DATASET RECORDS =>
:::

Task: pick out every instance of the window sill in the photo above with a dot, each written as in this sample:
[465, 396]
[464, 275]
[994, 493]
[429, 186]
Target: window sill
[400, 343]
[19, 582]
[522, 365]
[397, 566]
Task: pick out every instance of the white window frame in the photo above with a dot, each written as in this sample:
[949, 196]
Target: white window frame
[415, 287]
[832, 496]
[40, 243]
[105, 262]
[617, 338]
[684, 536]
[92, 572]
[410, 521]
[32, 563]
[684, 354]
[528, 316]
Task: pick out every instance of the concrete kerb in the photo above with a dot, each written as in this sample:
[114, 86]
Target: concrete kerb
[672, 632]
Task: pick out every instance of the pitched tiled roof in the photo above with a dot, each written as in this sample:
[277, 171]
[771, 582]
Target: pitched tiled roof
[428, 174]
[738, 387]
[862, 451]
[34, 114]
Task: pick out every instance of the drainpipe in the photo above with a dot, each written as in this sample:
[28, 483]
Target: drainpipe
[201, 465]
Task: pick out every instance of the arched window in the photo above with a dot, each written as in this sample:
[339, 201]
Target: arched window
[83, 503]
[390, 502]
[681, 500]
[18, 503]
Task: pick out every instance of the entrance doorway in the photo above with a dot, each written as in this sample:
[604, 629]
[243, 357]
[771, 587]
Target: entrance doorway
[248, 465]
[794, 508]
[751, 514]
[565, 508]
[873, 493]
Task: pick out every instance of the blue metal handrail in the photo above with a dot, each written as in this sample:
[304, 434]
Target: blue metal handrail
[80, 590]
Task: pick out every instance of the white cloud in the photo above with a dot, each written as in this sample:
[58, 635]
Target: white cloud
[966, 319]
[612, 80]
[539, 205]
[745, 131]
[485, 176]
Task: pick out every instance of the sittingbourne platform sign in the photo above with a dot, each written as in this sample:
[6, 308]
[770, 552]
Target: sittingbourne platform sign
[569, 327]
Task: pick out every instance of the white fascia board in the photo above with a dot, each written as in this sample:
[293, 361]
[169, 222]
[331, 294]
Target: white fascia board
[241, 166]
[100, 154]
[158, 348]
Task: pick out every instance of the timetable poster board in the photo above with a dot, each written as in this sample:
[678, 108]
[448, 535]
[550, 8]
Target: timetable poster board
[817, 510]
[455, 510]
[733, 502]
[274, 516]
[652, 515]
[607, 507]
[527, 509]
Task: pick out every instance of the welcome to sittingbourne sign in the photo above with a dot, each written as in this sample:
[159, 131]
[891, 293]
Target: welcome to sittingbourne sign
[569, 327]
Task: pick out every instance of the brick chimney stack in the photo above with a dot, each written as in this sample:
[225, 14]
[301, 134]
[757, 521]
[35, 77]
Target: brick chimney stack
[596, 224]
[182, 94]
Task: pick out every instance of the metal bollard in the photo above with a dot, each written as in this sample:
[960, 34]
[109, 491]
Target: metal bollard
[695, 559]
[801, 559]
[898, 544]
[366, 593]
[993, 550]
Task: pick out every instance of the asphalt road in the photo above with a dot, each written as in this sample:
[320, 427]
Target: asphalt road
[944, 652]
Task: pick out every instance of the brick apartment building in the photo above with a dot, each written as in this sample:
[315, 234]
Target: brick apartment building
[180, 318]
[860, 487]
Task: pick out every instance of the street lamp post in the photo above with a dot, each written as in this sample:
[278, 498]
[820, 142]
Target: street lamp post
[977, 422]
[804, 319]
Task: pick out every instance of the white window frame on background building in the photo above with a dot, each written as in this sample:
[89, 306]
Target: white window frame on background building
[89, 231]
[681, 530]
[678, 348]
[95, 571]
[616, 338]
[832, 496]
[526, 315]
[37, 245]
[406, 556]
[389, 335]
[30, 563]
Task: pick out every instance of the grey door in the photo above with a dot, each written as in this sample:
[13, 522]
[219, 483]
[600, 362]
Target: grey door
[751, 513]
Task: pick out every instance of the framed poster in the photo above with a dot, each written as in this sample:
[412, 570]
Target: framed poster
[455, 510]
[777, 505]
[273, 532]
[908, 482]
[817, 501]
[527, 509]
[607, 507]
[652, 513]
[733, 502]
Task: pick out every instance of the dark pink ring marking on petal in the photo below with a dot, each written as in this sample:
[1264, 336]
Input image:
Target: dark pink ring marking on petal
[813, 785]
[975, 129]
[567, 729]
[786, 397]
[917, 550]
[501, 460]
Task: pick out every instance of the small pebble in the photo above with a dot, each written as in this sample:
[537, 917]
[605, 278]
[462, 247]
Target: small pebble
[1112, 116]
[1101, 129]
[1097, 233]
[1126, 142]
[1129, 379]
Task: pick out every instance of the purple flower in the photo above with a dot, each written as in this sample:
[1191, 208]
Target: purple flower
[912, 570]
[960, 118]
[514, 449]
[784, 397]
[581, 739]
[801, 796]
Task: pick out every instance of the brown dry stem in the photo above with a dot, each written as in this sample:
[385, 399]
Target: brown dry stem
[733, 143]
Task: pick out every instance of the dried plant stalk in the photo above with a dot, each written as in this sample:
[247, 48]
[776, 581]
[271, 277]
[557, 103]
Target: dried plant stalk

:::

Turn every line of the records above into a JSON list of strings, one string per line, and leave out any blank lines.

[
  "Task: pick out every instance of the window sill in the photo above with a dot, each written as in this sample:",
  "[465, 396]",
  "[464, 275]",
  "[994, 493]",
  "[429, 186]",
  "Target: window sill",
  "[400, 343]",
  "[19, 582]",
  "[522, 365]",
  "[397, 566]",
  "Task: pick out every instance of the white window frame in the photo above with a dot, each written as in this sample:",
  "[949, 196]",
  "Target: white window frame",
  "[415, 287]",
  "[832, 496]",
  "[40, 243]",
  "[105, 262]",
  "[617, 338]",
  "[684, 536]",
  "[92, 572]",
  "[410, 521]",
  "[32, 563]",
  "[684, 354]",
  "[528, 316]",
  "Task: pick out every instance of the concrete kerb in the photo above with a dot, each written as in this sample:",
  "[114, 86]",
  "Target: concrete kerb",
  "[672, 632]",
  "Task: pick out every instance of the pitched tiled roof in the photo above with a dot, each written as in this sample:",
  "[277, 171]",
  "[771, 582]",
  "Target: pitched tiled roof",
  "[428, 174]",
  "[738, 387]",
  "[862, 451]",
  "[34, 114]",
  "Task: pick out every instance of the drainpipe in the photo above with a dot, each written as in this sample:",
  "[28, 483]",
  "Target: drainpipe",
  "[201, 465]",
  "Task: pick out every instance of the arched window in the photo above with a dot, each written as in this sample:",
  "[339, 201]",
  "Target: arched window",
  "[83, 503]",
  "[390, 502]",
  "[681, 500]",
  "[18, 503]",
  "Task: pick out every instance of the entrance doorway in the photo above with a dot, each written as in this sample:",
  "[604, 629]",
  "[243, 357]",
  "[771, 587]",
  "Target: entrance doorway",
  "[248, 465]",
  "[794, 508]",
  "[751, 514]",
  "[565, 508]",
  "[873, 493]",
  "Task: pick out every instance of the blue metal handrail in the photo above with a dot, each written as in this sample:",
  "[304, 434]",
  "Target: blue metal handrail",
  "[80, 590]",
  "Task: pick out every instance of the white cloud in the photo above with a dot, each written as in this sample:",
  "[58, 635]",
  "Target: white cloud",
  "[966, 319]",
  "[612, 80]",
  "[539, 205]",
  "[745, 131]",
  "[485, 176]",
  "Task: pick out every instance of the sittingbourne platform sign in the photo above with a dot, each written as in this sample:",
  "[6, 308]",
  "[770, 552]",
  "Target: sittingbourne platform sign",
  "[569, 327]",
  "Task: pick out every instance of the white fascia board in the photo above with a dot, each written as in this sample:",
  "[293, 361]",
  "[169, 222]",
  "[331, 294]",
  "Target: white fascia board",
  "[241, 166]",
  "[100, 154]",
  "[158, 348]",
  "Task: pick out every instance of the timetable poster board in the photo above with a dot, each written as in this sample:",
  "[678, 108]",
  "[448, 535]",
  "[550, 8]",
  "Target: timetable poster board",
  "[817, 510]",
  "[455, 510]",
  "[733, 502]",
  "[274, 516]",
  "[652, 515]",
  "[607, 507]",
  "[527, 509]",
  "Task: pick out every instance of the welcome to sittingbourne sign in the photo above with a dot, each written as in this sample:",
  "[159, 131]",
  "[891, 293]",
  "Target: welcome to sittingbourne sign",
  "[569, 327]",
  "Task: pick out every instance of the brick chimney stack in the photo above with a dot, each written as in this sample:",
  "[225, 14]",
  "[301, 134]",
  "[757, 521]",
  "[35, 77]",
  "Target: brick chimney stack",
  "[596, 224]",
  "[182, 94]",
  "Task: pick out every instance of the metal bollard in the photo above with a dot, each written as in this sample:",
  "[960, 34]",
  "[109, 491]",
  "Target: metal bollard",
  "[695, 559]",
  "[801, 559]",
  "[898, 544]",
  "[366, 593]",
  "[993, 550]",
  "Task: pick out every instance of the asphalt road in the photo above with a dot, each written as in this sample:",
  "[320, 427]",
  "Target: asphalt road",
  "[944, 652]",
  "Task: pick out every instance of the brick apartment building in the photo above with a dot, each written as in this sample:",
  "[315, 234]",
  "Target: brick apartment building",
  "[180, 318]",
  "[860, 487]",
  "Task: pick out every instance of the street lamp post in the photo above with a dot, each written as in this sample:",
  "[278, 498]",
  "[820, 142]",
  "Target: street lamp post",
  "[977, 422]",
  "[804, 319]",
  "Task: pick out every instance of the white window frame on background building in the photo above with a dot, each written as in this sample:",
  "[89, 306]",
  "Target: white window frame on background building",
  "[89, 231]",
  "[681, 530]",
  "[678, 348]",
  "[95, 571]",
  "[616, 338]",
  "[832, 496]",
  "[526, 315]",
  "[37, 245]",
  "[406, 556]",
  "[389, 335]",
  "[30, 563]",
  "Task: pick out every instance of the grey door in the photo above with a dot, each written as in this sample:",
  "[13, 522]",
  "[219, 483]",
  "[600, 362]",
  "Target: grey door",
  "[751, 513]",
  "Task: pick out every instance of the framed poster in the photo above with a dot, each written as in this sample:",
  "[412, 570]",
  "Target: framed poster",
  "[455, 510]",
  "[777, 505]",
  "[273, 532]",
  "[908, 482]",
  "[817, 501]",
  "[527, 509]",
  "[607, 507]",
  "[652, 513]",
  "[733, 502]",
  "Task: pick out every instance of the dark pink ring marking on petal in the photo below with a dot, each written as in this sample:",
  "[1264, 336]",
  "Input image:",
  "Target: dark pink ring marking on petal",
  "[813, 785]",
  "[975, 129]",
  "[567, 729]",
  "[786, 397]",
  "[917, 550]",
  "[501, 460]",
  "Task: pick out every instance of the small pebble in the photo above with a dot, each written as in this sample:",
  "[537, 917]",
  "[605, 278]",
  "[462, 247]",
  "Target: small pebble",
  "[1112, 116]",
  "[1101, 129]",
  "[1097, 233]",
  "[1126, 142]",
  "[1129, 379]",
  "Task: pick out every instance of the purple flower in the photo above with a dot, each written as in this sample:",
  "[1191, 208]",
  "Target: purple flower",
  "[912, 570]",
  "[960, 118]",
  "[514, 449]",
  "[784, 397]",
  "[581, 739]",
  "[801, 796]",
  "Task: pick out every instance of the brown dry stem in the photo above with a dot, each written as in this sample:",
  "[385, 399]",
  "Target: brown dry stem",
  "[733, 143]",
  "Task: pick out every instance of the dried plant stalk in the photo above with a dot, each written as in this sample:",
  "[247, 48]",
  "[776, 581]",
  "[271, 277]",
  "[557, 103]",
  "Target: dried plant stalk"
]